» **Text**

Es ist schon sehr viel zum Thema Mobbing geschrieben worden und ich bin nicht so tief in die Materie eingetaucht, dass ich mir anmaßen würde an dieser Stelle neue Erkenntnisse zu veröffentlichen. Aber ich habe eine Meinung dazu und ein paar persönliche Erfahrungen gemacht. Und wenn du etwas dazu beisteuern willst, kannst du das gerne mit der Kommentarfunktion machen.  Blog ist Dialog!

 

Bei der ersten Betrachtung des Themas sehe ich das „anklagende“ Prinzip. Mobber sind böse und Gemobbte sind Opfer. Manchmal werden sie sogar von den Tätern in den Selbstmord getrieben. Das muss dann als Paradebeispiel dafür herhalten, um Kinder davor zu warnen, andere Kinder nicht zu mobben. In der Praxis ist es sehr schwer, herauszufinden, wann es sich um Mobbing handelt und wann um einen zeitweiligen Konflikt. Ich hatte in meinen Schulklassen schon Fälle von Ausgrenzung erlebt, an denen die „Opfer“ durch ihr Verhalten erhebliche Anteile trugen. Das bedeutet natürlich im Umkehrschluss, dass diese Kinder auch die Möglichkeit haben, sich aus der Situation heraus zu arbeiten - wenn sie es wirklich wollen.

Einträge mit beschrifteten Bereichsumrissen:

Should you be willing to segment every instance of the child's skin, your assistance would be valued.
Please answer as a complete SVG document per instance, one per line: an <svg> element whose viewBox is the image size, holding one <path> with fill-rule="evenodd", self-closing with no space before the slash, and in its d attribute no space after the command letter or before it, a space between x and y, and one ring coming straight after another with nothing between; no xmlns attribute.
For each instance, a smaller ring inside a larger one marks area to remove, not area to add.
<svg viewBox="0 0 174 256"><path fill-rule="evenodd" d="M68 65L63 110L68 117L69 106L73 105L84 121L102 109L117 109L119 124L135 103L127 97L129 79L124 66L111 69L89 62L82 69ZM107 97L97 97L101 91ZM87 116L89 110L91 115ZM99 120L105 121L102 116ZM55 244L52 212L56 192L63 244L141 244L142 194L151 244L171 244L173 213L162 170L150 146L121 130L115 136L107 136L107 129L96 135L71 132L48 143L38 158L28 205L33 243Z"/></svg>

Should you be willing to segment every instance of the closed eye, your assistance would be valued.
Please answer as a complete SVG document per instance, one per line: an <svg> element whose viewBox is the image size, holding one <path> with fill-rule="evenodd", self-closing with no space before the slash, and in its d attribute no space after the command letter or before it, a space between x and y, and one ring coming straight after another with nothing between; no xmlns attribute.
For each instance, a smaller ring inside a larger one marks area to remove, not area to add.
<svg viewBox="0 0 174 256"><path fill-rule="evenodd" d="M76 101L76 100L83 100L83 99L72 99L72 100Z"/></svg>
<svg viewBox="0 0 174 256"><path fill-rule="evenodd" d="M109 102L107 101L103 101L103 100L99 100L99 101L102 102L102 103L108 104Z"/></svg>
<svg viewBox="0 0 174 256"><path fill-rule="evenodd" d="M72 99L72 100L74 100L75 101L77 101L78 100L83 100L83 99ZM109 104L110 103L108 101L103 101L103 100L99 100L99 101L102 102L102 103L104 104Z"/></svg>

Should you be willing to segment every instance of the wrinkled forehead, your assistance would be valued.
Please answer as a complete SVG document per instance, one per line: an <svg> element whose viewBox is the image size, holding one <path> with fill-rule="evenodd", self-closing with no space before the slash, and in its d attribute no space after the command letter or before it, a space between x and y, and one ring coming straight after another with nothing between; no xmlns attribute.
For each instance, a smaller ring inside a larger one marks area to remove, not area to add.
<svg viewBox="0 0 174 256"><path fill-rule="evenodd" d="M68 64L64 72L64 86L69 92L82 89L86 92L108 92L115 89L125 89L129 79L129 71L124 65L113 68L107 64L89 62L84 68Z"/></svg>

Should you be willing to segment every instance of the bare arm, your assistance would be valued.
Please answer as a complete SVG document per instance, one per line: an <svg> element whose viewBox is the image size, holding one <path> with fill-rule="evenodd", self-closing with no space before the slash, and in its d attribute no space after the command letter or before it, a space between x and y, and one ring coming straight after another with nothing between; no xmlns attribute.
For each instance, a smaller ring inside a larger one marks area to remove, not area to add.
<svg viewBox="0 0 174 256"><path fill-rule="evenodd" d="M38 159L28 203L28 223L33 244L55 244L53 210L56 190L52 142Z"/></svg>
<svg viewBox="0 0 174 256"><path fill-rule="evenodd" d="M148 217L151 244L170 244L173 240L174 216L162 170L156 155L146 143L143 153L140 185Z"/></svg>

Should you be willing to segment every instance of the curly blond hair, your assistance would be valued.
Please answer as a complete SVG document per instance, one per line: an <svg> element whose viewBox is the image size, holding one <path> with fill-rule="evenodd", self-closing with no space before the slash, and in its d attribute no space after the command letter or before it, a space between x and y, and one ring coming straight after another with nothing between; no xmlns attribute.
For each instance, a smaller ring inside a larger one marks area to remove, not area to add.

» **Aufgabe 1**
Welches Prinzip zeigt sich laut dem Text über Mobbing bei der ersten Betrachtung des Themas?
» **Aufgabe 2**
Setze den Text über Mobbing im Anschluss an seinen letzten Satz fort.
Die Datensätze sind eigenständiges Material und gehören nicht zum Text.

» **Schriftliche Antwort 1**
Das „anklagende“ Prinzip.

» **Schriftliche Antwort 2**
 

Ein Beispiel eines Musters, dass ich besonders häufig beobachte, sind Kinder, die unterschwellig aggressiv und reizbar sind. Die anderen Kinder wissen das genau und sie wissen auch, welche Knöpfe sie drücken müssen um die „Opfer“ aus der Reserve zu locken. Und wenn sie dann endlich ausrasten, freuen sich alle über die Action und laufen zum Lehrer um zu petzen, dass „Anton“ schon wieder mal ausrastet.

 

Man muss die Kinder schon sehr gut kennen, um ihnen in solchen Situationen gerecht zu werden.

 

Ich persönlich hatte früher gerne den Klassenbesten (Den Streber) geärgert, weil er immer so eine piepsige Stimme bekam, wenn er sich aufregte. Das war sehr befriedigend. Ich hatte die Lacher auf meiner Seite und konnte auf diese Weise meine eigenen Minderwertigkeitsgefühle und Ängste überspielen.

 

·         Was kann man aber im Theater damit machen?

 

Im Theater kann man mit den Schülern ihre eigenen Mobbing - Mechanismen erforschen, ohne den Eindruck zu vermitteln, dass man sie „beschuldigt“. Sie spielen ja eine Rolle als „Mobber“ und können sich somit aus einer distanzierteren Haltung damit auseinandersetzen.

 

·         Was sind denn die Mechanismen beim Mobbing?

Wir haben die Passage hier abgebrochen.